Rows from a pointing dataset
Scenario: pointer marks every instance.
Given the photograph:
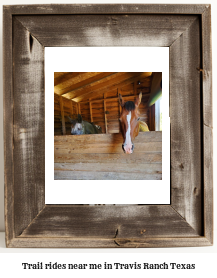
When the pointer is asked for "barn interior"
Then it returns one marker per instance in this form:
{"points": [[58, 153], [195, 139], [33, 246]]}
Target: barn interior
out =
{"points": [[94, 95]]}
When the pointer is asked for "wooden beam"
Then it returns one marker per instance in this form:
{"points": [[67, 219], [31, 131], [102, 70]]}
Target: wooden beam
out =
{"points": [[91, 115], [72, 108], [62, 116], [113, 98], [98, 78], [65, 77], [106, 124], [113, 78], [135, 87], [77, 108], [119, 84]]}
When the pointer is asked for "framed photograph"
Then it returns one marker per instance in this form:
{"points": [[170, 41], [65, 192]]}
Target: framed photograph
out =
{"points": [[70, 68]]}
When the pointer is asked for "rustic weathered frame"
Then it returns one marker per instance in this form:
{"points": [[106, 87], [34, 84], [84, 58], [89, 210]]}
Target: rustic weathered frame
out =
{"points": [[186, 29]]}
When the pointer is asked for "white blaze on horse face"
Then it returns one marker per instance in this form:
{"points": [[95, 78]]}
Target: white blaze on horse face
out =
{"points": [[128, 143]]}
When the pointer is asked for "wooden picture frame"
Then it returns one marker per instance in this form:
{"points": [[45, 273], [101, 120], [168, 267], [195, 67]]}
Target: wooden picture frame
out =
{"points": [[186, 30]]}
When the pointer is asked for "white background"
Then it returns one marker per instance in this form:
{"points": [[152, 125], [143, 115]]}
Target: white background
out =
{"points": [[98, 59], [204, 257]]}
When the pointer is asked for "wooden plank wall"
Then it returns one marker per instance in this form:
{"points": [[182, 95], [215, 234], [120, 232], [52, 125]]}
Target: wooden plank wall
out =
{"points": [[69, 108], [100, 156], [105, 110]]}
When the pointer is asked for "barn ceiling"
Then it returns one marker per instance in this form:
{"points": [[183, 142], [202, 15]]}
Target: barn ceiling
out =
{"points": [[84, 86]]}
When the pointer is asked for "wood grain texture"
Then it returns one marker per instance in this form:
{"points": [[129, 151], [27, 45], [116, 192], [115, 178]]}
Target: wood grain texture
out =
{"points": [[185, 115], [69, 242], [8, 125], [90, 157], [207, 123], [130, 221], [125, 25], [106, 9], [108, 30], [28, 91]]}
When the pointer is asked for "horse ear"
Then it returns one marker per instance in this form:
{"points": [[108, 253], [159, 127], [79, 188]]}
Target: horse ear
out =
{"points": [[138, 99], [121, 101]]}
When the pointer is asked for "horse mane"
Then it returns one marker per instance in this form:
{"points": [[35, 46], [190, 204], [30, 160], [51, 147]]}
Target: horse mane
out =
{"points": [[129, 105]]}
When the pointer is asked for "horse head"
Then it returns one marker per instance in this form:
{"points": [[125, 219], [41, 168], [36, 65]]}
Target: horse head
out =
{"points": [[77, 126], [129, 120]]}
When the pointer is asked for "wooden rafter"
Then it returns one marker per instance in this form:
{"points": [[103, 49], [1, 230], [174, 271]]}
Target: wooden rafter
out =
{"points": [[102, 83], [68, 92], [119, 84]]}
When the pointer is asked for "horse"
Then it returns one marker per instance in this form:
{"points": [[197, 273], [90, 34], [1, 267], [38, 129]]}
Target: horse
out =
{"points": [[130, 122], [78, 126]]}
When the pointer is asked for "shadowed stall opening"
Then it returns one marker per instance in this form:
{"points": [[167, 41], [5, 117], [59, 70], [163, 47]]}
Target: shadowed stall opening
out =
{"points": [[97, 116]]}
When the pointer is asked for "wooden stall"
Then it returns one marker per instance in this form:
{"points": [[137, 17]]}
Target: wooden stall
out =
{"points": [[100, 156]]}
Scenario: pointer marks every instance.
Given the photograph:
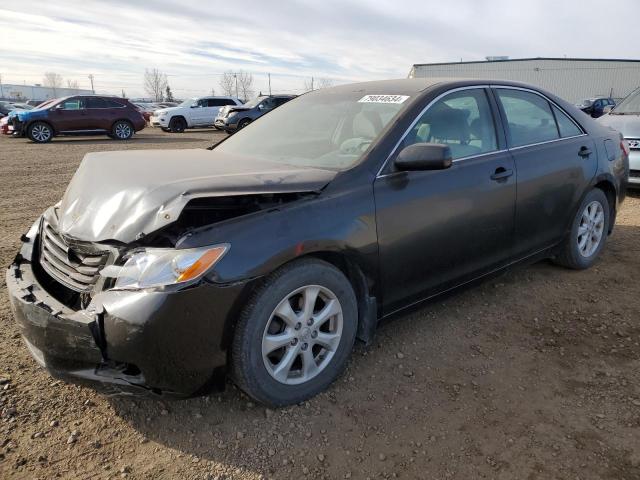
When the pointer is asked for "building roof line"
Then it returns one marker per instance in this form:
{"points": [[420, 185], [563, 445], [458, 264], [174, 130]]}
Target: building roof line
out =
{"points": [[530, 59]]}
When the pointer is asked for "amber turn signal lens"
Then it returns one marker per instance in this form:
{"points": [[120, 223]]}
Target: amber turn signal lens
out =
{"points": [[206, 261]]}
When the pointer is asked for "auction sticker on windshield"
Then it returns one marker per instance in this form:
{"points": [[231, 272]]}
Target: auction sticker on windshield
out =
{"points": [[383, 99]]}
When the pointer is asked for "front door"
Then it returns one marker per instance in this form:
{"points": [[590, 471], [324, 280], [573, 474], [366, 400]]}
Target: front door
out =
{"points": [[438, 229], [70, 115], [555, 161]]}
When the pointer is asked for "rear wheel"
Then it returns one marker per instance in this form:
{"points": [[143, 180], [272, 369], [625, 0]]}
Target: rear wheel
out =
{"points": [[40, 132], [177, 125], [295, 334], [588, 234], [122, 130]]}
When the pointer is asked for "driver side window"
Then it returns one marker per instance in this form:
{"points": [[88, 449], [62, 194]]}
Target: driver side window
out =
{"points": [[462, 120], [73, 104]]}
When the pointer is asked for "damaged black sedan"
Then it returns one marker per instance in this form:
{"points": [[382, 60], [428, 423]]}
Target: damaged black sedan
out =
{"points": [[265, 257]]}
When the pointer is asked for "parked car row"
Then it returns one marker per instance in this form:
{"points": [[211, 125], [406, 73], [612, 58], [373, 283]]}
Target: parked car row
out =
{"points": [[77, 115], [625, 118], [193, 112]]}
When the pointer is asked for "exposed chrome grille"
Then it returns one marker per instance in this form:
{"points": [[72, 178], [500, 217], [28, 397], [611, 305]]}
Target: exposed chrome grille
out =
{"points": [[74, 265]]}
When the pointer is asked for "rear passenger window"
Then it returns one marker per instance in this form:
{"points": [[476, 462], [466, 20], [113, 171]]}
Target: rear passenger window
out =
{"points": [[462, 120], [94, 102], [566, 126], [113, 103], [73, 104], [529, 117]]}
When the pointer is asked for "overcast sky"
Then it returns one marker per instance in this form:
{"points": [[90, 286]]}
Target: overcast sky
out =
{"points": [[343, 40]]}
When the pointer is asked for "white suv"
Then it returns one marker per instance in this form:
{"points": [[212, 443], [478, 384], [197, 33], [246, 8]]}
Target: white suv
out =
{"points": [[193, 112]]}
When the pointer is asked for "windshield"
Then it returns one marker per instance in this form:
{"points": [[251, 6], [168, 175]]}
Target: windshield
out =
{"points": [[328, 129], [188, 102], [629, 105], [254, 102]]}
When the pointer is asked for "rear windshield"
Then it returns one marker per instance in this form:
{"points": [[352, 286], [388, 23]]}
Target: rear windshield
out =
{"points": [[328, 129]]}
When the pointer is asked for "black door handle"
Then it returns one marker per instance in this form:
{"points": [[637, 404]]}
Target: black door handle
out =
{"points": [[501, 173], [585, 152]]}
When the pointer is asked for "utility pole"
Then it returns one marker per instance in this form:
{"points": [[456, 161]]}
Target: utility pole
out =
{"points": [[235, 75]]}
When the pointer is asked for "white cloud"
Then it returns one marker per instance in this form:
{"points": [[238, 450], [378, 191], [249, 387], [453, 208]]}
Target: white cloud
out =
{"points": [[344, 40]]}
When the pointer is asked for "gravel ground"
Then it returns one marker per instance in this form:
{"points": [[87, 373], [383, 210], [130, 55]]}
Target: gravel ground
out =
{"points": [[533, 375]]}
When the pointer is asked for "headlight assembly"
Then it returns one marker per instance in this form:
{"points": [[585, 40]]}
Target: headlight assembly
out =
{"points": [[155, 267]]}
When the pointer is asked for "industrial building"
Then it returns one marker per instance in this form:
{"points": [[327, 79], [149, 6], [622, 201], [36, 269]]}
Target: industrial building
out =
{"points": [[573, 79], [37, 92]]}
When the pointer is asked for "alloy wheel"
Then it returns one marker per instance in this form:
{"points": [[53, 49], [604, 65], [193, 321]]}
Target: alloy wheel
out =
{"points": [[41, 133], [123, 131], [591, 229], [302, 335]]}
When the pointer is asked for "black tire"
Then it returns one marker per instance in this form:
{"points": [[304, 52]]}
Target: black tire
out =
{"points": [[177, 125], [40, 132], [247, 364], [570, 255], [122, 130]]}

◆ **Stated problem**
Identify each line in the records above that contains the word "handle", and copy every one of those lines.

◆ **Exercise output**
When the pointer is asked for "black door handle"
Target: black door handle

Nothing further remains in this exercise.